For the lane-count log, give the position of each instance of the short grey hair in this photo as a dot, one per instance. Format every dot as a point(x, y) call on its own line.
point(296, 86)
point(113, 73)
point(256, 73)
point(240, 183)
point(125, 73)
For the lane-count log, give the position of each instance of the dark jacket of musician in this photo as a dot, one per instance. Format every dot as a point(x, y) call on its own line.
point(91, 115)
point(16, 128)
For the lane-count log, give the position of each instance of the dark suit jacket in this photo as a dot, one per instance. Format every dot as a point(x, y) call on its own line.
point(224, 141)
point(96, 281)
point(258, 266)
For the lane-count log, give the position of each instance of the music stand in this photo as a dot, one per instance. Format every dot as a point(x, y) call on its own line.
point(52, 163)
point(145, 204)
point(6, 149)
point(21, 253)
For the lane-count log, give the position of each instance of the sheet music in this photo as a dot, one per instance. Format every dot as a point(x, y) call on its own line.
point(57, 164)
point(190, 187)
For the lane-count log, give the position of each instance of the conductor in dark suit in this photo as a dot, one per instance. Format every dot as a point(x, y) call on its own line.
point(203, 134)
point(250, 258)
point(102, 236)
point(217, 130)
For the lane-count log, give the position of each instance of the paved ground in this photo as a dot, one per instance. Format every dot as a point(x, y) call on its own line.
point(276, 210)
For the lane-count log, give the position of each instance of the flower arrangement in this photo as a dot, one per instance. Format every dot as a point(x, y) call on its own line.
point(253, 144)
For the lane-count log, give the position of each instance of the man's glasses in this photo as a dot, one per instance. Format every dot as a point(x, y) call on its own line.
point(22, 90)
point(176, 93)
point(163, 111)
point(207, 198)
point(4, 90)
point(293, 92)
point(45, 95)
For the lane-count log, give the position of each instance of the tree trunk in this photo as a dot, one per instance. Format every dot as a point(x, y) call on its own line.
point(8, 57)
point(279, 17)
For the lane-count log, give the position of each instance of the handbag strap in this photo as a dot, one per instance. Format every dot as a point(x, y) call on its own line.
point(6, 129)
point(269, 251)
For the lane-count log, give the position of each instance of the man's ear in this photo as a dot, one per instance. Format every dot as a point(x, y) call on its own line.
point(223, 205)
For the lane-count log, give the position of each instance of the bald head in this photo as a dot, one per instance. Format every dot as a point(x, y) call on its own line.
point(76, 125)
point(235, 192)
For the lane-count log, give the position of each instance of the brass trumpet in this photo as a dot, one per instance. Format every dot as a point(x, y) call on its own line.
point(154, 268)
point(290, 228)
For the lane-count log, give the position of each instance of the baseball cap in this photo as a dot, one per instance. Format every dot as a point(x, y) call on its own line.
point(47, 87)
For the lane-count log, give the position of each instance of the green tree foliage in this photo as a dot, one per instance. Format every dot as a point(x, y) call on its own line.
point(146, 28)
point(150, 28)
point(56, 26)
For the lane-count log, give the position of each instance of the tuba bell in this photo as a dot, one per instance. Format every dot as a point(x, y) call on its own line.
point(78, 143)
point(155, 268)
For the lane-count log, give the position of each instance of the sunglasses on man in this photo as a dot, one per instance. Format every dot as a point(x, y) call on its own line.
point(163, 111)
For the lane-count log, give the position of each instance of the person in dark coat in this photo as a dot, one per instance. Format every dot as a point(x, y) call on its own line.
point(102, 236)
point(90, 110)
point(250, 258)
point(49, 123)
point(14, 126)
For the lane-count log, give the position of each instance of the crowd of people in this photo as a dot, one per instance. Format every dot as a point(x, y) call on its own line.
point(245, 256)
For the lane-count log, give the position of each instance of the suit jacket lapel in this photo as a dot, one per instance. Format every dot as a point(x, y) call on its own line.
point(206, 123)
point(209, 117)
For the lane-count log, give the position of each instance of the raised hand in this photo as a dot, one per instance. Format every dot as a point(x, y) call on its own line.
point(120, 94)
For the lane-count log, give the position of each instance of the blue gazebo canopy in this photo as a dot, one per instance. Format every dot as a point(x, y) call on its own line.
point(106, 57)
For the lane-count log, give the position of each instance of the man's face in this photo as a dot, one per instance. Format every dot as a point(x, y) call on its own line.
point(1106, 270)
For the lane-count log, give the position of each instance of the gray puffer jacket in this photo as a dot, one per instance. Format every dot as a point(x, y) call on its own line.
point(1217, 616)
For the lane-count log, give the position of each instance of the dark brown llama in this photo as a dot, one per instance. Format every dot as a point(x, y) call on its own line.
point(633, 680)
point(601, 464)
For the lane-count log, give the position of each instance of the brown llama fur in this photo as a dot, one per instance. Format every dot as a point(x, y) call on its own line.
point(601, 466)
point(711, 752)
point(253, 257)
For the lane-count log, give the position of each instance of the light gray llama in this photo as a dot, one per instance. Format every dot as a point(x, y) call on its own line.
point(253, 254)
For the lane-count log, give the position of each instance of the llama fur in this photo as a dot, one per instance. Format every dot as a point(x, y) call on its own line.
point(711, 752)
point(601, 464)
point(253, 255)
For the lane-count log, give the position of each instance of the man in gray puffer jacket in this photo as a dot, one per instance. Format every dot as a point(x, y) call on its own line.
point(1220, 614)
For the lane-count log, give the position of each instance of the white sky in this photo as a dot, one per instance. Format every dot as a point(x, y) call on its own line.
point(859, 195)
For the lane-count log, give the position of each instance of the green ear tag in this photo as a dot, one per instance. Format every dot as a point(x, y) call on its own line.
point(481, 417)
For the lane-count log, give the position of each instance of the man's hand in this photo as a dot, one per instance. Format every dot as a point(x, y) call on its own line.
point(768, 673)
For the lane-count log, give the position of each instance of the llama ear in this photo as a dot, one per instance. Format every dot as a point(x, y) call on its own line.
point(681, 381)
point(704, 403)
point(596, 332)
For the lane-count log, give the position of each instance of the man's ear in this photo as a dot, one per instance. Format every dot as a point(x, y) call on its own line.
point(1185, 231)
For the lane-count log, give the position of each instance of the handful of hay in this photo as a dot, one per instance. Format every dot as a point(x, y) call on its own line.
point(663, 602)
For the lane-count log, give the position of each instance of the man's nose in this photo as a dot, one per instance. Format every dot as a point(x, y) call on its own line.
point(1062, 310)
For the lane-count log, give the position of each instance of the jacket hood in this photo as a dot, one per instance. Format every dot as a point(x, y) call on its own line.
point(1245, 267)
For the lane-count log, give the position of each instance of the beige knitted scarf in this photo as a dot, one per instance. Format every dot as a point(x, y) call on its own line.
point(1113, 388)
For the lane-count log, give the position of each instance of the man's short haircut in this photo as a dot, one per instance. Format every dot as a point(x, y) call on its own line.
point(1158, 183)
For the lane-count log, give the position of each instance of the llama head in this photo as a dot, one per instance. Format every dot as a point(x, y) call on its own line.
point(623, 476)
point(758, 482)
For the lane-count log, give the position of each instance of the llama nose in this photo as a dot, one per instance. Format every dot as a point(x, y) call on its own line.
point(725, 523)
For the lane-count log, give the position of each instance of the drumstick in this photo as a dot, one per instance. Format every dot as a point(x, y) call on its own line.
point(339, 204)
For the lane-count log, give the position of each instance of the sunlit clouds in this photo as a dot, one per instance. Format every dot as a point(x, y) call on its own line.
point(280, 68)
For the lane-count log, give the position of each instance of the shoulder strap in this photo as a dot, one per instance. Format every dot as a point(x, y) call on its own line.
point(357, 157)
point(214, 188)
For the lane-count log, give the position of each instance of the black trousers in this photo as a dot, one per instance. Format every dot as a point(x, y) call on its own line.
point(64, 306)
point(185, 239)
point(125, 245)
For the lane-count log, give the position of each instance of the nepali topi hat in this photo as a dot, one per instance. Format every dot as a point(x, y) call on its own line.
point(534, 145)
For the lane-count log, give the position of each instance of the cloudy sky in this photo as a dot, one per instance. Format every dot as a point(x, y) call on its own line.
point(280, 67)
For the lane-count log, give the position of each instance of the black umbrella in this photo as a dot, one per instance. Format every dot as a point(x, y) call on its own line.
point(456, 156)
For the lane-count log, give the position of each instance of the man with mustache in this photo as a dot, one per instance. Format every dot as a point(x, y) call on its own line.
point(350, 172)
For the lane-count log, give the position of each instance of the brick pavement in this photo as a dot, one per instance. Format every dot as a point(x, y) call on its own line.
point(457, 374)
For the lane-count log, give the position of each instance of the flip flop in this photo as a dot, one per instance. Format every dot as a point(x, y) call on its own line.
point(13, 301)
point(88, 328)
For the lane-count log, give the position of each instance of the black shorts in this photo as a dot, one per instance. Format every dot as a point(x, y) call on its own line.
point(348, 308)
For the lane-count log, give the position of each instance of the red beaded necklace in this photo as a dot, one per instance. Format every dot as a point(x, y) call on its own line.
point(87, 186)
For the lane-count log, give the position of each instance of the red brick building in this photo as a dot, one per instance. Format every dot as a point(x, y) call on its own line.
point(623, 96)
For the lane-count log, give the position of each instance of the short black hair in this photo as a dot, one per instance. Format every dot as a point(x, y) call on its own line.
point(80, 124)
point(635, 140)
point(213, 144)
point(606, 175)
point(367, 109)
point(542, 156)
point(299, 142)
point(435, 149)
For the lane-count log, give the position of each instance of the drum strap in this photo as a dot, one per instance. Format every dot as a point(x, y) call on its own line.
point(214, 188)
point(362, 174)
══════
> REQUIRED ACTION: Exactly the lines from the one with "the red beaded" through the end of the entries, both included, should be written out, and no others.

> FINISHED EXERCISE:
For the lane-count log, give the position of each instance of the red beaded necklace in this photo as a dot, one per instance. Format every dot as a point(x, y) call on its own line.
point(87, 186)
For the lane-count log, give the position of each instance of the red brick building in this photo as a dot, one per instance. Format every dot as a point(x, y) call on its own line.
point(623, 96)
For the lane-count log, give the position of each instance of the short black hair in this photo as a dot, one per instance. Format every dot as a point(x, y) call on its own line.
point(80, 124)
point(635, 140)
point(213, 144)
point(606, 175)
point(367, 109)
point(542, 156)
point(299, 142)
point(435, 149)
For the lane-count log, give the position of each instance of the drum strap in this photo as a dot, one per instance. Format every dot as a point(x, y) call on its own line.
point(214, 188)
point(362, 174)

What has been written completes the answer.